You say nothing in this commit about limbo queue. I have serious
doubts about your manipulation with it. The patch needs to be
split into pieces, each addressing its own problem and having a
test. Now I only see 1 test for so many changes.

-- 
Konstantin Osipov, Moscow, Russia

^ permalink raw reply	[flat|nested] 6+ messages in thread

* [tarantool-patches] Re: [PATCH 2/2] swim: disseminate event for log(cluster_size) steps
  2019-06-30  6:55   ` [tarantool-patches] " Konstantin Osipov
@ 2019-06-30 16:24     ` Vladislav Shpilevoy
  0 siblings, 0 replies; 6+ messages in thread
From: Vladislav Shpilevoy @ 2019-06-30 16:24 UTC (permalink / raw)
  To: Konstantin Osipov; +Cc: tarantool-patches



On 30/06/2019 08:55, Konstantin Osipov wrote:
> * Vladislav Shpilevoy <v.shpilevoy@tarantool.org> [19/06/30 09:04]:
> 
>  I don'
>> Before the patch there was a problem of events and anti-entropy
>> starvation, when a cluster generates so many events, that they
>> consume the whole UDP packet. If during the event storm something
>> important happens, that event is likely to be lost, and not
>> disseminated until the storm is over.
>>
>> Sadly, there is no way to prevent a storm, but it can be made
>> much shorter. For that the patch makes TTD of events logarithmic
>> instead of linear of cluster size.
>>
>> According to the SWIM paper and to the experiments the logarithm
>> is really enough. Linear TTD was a redundant overkill.
>>
>> When events live shorter, it does not solve a problem of the
>> events starvation - still some of them can be lost in case of a
>> storm. But it frees some space for anti-entropy, which can finish
>> dissemination of lost events.
>>
>> Experiments in a simulation of a cluster with 100 nodes showed,
>> that a failure dissemination happened in ~110 steps if there is
>> a storm. Linear dissemination is the worst problem.
>> After the patch it is ~20 steps. So it is logarithmic as it
>> should be, although with a bigger constant than without a storm.
> 
> You say nothing in this commit about limbo queue. I have serious
> doubts about your manipulation with it. The patch needs to be
> split into pieces, each addressing its own problem and having a
> test. Now I only see 1 test for so many changes.
> 

Limbo queue makes no sense before logarithmic TTD. I can add it in
a separate commit, but then the first commit with log TTD will fail
some tests. And they will be fixed in the second one adding the limbo
queue.

If you don't like the limbo queue idea, then answer on my cover
letter in this thread, where I explain what alternatives exist for
the limbo queue.

:::::

* TASK SET:
**a)** From the SWIM patch thread, copy word for word the passage from "Limbo queue makes" up to and including "the limbo queue.".
**b)** According to the SWIM patch thread, why does making the TTD of events logarithmic help, even though it does not solve event starvation? Answer in one to three sentences.

Collected data
:::::

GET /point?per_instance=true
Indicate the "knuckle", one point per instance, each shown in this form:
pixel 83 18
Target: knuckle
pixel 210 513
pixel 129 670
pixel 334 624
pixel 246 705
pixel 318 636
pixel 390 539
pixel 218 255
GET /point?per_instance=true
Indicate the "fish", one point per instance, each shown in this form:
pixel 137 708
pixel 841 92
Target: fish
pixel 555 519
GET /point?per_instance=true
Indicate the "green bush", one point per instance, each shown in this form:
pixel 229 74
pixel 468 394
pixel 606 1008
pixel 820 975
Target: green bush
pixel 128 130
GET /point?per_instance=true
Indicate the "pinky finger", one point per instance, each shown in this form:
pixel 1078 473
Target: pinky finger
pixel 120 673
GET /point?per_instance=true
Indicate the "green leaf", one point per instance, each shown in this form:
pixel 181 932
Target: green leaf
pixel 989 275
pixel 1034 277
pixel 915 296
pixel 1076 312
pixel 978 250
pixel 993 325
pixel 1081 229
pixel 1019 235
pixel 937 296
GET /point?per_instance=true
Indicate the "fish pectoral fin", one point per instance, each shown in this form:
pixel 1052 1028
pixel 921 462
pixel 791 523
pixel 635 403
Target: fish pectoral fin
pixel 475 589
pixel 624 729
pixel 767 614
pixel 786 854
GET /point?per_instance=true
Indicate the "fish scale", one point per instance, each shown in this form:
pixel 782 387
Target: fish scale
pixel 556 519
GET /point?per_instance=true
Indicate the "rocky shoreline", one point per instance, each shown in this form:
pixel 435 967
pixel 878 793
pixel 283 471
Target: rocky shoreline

:::::

* SOLUTIONS IN ORDER:
**a)**
Limbo queue makes no sense before logarithmic TTD. I can add it in
a separate commit, but then the first commit with log TTD will fail
some tests. And they will be fixed in the second one adding the limbo
queue.

If you don't like the limbo queue idea, then answer on my cover
letter in this thread, where I explain what alternatives exist for
the limbo queue.

**b)** Storms cannot be prevented, but shorter-lived events make them much shorter. This frees space in the packet for anti-entropy, which can finish disseminating events lost during a storm.